* **About this exercise**
Lines below that include the word "blue" should each be copied.

===== Supplied entries =====

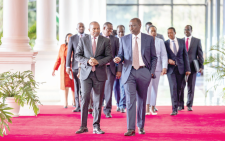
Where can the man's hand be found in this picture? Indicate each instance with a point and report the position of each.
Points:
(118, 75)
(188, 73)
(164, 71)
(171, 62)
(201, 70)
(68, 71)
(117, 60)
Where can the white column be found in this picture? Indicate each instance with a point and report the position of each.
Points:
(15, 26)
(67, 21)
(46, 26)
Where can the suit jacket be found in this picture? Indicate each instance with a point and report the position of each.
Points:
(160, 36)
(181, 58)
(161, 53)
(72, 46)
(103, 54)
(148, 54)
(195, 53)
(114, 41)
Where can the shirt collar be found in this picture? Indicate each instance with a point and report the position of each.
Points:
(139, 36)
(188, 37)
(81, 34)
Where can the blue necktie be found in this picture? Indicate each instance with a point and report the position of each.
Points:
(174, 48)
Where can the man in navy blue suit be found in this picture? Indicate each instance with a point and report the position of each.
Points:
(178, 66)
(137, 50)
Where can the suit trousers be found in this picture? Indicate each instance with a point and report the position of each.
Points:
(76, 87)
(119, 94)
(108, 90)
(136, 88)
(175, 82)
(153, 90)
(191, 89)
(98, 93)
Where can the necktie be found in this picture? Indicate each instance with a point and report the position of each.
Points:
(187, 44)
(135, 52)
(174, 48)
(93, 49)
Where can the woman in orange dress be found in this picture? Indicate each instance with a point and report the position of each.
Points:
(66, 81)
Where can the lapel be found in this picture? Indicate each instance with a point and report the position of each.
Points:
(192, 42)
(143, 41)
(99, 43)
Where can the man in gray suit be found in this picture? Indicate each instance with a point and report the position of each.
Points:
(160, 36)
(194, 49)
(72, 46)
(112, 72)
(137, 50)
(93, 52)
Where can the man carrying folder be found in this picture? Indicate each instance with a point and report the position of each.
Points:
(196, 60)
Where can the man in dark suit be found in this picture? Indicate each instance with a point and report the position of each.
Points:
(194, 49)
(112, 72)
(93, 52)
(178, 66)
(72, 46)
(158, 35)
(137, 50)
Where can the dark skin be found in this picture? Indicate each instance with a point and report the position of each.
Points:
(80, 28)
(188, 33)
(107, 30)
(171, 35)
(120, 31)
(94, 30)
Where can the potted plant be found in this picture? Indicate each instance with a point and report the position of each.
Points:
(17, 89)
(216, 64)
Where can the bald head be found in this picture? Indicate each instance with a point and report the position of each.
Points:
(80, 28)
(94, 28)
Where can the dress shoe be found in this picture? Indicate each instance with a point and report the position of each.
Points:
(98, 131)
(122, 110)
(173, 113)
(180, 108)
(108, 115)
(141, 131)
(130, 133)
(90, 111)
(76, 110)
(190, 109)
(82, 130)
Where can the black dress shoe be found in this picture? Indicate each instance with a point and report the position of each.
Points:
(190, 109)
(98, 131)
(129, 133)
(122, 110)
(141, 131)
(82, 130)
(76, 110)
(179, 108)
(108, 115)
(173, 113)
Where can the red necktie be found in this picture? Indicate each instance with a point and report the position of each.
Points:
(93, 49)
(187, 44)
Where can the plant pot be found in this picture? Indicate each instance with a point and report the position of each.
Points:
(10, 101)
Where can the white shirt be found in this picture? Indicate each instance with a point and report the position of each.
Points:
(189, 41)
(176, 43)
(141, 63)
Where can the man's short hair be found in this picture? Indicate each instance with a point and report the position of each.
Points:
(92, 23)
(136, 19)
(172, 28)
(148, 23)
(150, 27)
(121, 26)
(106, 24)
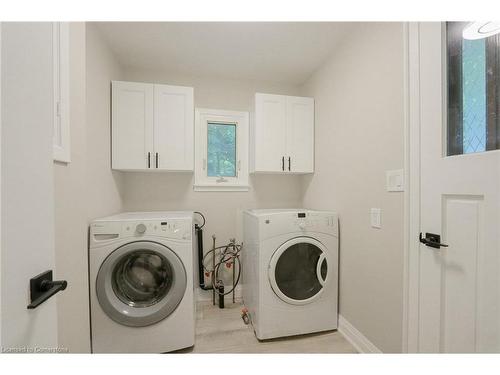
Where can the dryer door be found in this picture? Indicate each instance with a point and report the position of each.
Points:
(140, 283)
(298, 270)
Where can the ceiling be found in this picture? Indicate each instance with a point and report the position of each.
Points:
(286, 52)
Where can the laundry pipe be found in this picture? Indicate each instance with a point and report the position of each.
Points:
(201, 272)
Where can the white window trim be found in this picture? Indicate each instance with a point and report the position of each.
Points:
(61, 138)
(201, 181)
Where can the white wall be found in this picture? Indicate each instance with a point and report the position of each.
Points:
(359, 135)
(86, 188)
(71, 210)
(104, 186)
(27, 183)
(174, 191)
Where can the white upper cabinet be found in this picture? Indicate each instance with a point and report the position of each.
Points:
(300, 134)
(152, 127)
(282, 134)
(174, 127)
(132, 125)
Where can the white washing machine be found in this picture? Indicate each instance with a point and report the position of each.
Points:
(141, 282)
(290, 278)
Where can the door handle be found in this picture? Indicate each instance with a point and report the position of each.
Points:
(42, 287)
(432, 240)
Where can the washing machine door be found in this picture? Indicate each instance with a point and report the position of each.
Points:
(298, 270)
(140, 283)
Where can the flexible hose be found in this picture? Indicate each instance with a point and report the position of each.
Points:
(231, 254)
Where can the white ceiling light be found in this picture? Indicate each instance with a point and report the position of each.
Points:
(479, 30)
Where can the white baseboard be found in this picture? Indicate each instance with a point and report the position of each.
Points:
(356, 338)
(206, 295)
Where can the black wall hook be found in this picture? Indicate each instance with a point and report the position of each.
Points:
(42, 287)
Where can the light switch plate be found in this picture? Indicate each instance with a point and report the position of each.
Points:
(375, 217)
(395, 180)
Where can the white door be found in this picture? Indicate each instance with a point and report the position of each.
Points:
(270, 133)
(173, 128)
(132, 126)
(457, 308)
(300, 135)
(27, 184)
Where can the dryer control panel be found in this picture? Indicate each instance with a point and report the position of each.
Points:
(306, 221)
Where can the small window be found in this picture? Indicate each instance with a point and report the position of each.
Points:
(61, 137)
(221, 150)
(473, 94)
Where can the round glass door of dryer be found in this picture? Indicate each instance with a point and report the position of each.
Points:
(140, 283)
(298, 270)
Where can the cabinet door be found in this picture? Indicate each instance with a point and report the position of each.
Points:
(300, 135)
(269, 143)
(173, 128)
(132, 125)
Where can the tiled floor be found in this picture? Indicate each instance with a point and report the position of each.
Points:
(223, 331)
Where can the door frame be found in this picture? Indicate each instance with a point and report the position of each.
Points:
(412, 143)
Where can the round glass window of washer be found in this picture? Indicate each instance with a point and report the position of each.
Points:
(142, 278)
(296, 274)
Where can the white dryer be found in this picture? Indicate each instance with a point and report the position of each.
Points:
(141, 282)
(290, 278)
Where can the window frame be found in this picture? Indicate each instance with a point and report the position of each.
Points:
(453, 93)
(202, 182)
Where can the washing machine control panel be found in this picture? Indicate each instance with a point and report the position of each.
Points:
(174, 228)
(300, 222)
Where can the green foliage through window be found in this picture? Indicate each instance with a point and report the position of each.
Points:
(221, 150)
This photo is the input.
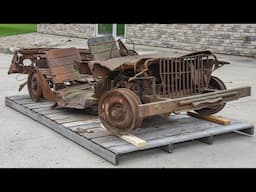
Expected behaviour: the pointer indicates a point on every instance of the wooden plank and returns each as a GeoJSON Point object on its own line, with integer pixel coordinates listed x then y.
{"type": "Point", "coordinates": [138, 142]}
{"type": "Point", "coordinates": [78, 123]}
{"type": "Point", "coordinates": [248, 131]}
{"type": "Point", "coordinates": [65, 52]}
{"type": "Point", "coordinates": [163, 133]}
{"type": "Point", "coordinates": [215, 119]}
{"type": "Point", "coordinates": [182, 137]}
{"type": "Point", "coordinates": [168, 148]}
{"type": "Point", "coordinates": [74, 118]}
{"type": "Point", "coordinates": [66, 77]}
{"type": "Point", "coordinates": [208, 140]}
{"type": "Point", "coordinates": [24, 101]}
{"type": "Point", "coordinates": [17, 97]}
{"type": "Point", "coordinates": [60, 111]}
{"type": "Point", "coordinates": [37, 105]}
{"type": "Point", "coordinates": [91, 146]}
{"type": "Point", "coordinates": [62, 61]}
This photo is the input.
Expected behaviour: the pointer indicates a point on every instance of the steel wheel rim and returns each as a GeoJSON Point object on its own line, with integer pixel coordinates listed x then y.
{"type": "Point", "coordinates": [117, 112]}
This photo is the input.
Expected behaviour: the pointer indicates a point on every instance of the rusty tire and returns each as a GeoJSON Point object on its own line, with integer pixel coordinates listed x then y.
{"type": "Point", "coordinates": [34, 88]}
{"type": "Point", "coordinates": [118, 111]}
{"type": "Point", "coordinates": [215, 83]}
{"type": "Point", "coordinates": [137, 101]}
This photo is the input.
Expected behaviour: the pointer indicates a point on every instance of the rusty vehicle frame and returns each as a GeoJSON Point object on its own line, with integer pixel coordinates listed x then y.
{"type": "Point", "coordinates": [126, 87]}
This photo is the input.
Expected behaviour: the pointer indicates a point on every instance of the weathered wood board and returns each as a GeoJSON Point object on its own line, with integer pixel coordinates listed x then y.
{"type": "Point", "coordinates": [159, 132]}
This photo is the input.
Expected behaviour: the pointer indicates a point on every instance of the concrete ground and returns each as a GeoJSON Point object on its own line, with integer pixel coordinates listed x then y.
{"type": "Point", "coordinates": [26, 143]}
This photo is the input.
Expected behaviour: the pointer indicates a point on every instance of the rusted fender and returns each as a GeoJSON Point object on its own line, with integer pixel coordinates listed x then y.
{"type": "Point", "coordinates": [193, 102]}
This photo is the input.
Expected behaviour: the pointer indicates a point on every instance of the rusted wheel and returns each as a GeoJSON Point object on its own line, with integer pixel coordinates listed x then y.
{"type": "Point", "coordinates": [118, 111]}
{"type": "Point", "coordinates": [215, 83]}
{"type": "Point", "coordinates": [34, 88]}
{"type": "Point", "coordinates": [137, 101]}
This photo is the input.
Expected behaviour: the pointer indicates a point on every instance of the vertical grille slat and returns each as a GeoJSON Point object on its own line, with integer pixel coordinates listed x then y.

=====

* **The answer**
Where can the blue necktie be found in this picture? Indicate each instance with a point and report the position of each.
Where can the man in navy blue suit be found in this picture? Indicate each instance with a point and report the position of each.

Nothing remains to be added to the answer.